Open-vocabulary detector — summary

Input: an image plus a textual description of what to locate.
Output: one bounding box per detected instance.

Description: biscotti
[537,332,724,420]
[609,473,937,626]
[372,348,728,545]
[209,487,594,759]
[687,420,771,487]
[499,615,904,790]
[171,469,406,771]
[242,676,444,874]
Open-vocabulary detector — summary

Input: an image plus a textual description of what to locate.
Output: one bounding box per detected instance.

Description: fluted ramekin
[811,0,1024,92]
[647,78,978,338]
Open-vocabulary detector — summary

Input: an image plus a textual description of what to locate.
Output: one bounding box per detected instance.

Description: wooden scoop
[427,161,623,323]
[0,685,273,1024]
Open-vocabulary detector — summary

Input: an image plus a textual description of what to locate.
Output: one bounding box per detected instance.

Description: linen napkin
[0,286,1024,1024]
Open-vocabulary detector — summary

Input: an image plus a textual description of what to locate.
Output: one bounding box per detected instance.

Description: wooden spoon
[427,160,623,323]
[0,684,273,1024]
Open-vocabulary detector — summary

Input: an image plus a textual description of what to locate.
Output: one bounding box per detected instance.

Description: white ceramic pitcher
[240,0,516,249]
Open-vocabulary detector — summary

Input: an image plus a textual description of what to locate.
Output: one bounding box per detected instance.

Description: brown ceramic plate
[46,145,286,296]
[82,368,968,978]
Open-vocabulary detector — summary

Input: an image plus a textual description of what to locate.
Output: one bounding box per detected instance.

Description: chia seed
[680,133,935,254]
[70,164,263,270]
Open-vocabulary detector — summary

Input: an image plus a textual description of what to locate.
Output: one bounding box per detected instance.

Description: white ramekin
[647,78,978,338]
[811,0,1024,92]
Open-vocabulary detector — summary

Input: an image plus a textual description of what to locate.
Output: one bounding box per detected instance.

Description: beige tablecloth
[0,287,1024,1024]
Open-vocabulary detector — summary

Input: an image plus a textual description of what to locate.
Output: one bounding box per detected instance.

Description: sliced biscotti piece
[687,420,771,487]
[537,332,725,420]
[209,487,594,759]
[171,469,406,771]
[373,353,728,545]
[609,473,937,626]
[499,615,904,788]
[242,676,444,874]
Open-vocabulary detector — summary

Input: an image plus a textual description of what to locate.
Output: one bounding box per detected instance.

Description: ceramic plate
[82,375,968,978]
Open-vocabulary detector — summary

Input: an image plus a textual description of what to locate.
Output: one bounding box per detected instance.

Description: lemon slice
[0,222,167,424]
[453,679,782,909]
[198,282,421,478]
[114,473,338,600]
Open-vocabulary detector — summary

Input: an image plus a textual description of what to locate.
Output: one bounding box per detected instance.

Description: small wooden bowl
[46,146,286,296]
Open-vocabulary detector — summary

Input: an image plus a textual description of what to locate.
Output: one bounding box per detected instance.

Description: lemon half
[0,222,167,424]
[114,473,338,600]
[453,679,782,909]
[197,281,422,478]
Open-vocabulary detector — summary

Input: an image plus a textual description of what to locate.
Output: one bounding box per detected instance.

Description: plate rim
----------------------------------------
Copy out in full every line above that contains the word "plate", treating uppercase and lowercase letters as different.

FINAL RESULT —
Description: brown ceramic plate
Description: ceramic plate
Description: plate rim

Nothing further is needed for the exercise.